GIVEN REQUEST —
Print out each entry below exactly, please.

(Data listing)
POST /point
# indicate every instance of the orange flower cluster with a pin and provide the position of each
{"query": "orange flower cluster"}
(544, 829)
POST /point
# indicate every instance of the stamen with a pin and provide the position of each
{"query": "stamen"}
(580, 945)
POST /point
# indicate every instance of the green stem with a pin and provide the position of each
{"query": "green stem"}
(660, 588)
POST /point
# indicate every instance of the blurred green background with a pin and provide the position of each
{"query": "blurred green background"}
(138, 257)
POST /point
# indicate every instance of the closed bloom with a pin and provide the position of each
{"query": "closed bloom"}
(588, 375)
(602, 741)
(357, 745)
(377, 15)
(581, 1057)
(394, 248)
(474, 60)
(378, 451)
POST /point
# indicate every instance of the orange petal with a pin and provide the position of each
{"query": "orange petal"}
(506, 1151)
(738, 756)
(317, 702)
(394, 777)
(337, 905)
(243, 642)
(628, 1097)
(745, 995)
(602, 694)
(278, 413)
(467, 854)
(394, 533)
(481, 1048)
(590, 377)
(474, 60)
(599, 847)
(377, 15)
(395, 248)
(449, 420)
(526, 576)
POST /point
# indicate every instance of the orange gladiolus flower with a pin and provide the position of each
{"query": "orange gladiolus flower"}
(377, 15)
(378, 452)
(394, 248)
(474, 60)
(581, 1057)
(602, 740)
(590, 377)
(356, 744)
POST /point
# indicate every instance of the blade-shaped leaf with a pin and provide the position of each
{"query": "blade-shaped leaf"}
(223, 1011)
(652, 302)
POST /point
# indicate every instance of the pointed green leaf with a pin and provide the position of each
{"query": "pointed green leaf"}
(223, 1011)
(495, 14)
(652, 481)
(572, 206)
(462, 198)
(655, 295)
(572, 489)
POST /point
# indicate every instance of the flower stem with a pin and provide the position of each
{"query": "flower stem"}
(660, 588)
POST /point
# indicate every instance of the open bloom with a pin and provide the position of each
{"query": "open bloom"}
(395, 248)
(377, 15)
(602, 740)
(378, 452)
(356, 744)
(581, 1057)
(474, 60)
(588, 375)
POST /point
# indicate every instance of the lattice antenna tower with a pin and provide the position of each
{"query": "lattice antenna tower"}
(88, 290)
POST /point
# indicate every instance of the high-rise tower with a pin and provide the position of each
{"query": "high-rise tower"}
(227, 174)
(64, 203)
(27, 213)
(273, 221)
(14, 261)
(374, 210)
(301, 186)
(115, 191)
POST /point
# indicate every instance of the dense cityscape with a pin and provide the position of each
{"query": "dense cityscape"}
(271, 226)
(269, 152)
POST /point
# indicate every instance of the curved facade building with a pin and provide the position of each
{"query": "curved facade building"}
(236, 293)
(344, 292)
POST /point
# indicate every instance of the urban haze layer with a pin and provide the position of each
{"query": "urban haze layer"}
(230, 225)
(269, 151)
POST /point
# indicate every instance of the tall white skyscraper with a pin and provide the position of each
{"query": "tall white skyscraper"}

THE RESULT —
POST /point
# indicate every instance of the orange flower cluster with a pin and provide the position of each
{"query": "orange flower cluster"}
(544, 829)
POST /point
# indicate every instance of the stamen with a pin and provide the position of each
{"query": "stamen"}
(580, 945)
POST /point
# indicate every instance of the green stem with a pin and provide the position of each
{"query": "green stem"}
(660, 588)
POST /point
# indicate every instance of the blurred green background with a pin and provide the position of each
{"query": "blurred green background"}
(138, 257)
POST /point
# indicate every instance of the closed bloom with a pin and provide the position of each
{"query": "closed bloom"}
(588, 375)
(602, 741)
(357, 745)
(377, 15)
(581, 1057)
(394, 248)
(474, 60)
(378, 451)
POST /point
# indicate every instance of the orange petal with a pin and provide the position of each
{"query": "orange petal"}
(506, 1151)
(738, 756)
(317, 702)
(394, 777)
(337, 905)
(243, 642)
(628, 1097)
(745, 995)
(602, 694)
(278, 413)
(467, 854)
(394, 533)
(481, 1048)
(590, 377)
(474, 60)
(599, 847)
(377, 15)
(395, 248)
(449, 420)
(526, 576)
POST /point
# indicate every instance of the orange gladiolus flower with a pin and provide the position of each
{"query": "orange gladiolus flower"}
(377, 15)
(378, 452)
(394, 248)
(474, 60)
(581, 1057)
(602, 740)
(590, 377)
(356, 744)
POST /point
# indicate every instance of the blade-shaped leaf with a pin and provide the position of each
{"query": "blade-shaped leaf"}
(223, 1011)
(652, 302)
POST /point
# indicate every instance of the pointed green leaf with a pin and provide the position of each
{"query": "pointed green leaf"}
(223, 1011)
(495, 14)
(652, 481)
(572, 206)
(462, 198)
(655, 295)
(572, 489)
POST /point
# indicate every instance of the flower stem with a pin and provide the position of each
{"query": "flower stem"}
(660, 588)
POST /point
# indicate every instance of the open bloom with a pin and provide the position of each
{"query": "open bloom"}
(395, 248)
(377, 15)
(602, 740)
(378, 452)
(356, 744)
(581, 1057)
(474, 60)
(588, 375)
POST /point
# indicate every instance of the lattice antenna tower with a pin and provide the position of each
{"query": "lattice antenna tower"}
(88, 290)
POST /point
# indicate every instance of the high-rise tower with a pin and provide the position of each
{"query": "high-rise tower"}
(227, 174)
(64, 203)
(27, 213)
(273, 221)
(14, 261)
(374, 210)
(301, 186)
(115, 191)
POST /point
# indicate every instance of the dense cityscape with a pin and provide the position of each
{"query": "dense cityscape"}
(271, 226)
(269, 152)
POST /point
# indicate every instance of the curved facade building with a pin and provide the position of each
{"query": "curved facade building"}
(236, 293)
(344, 292)
POST /point
# indicate every instance of the urban haze layer with a pin and provide the position of each
{"query": "urban haze layer"}
(230, 225)
(269, 151)
POST /point
# indicate every instance of the tall white skyscraper with a pin and provide the position of each
{"query": "tall white skyscraper"}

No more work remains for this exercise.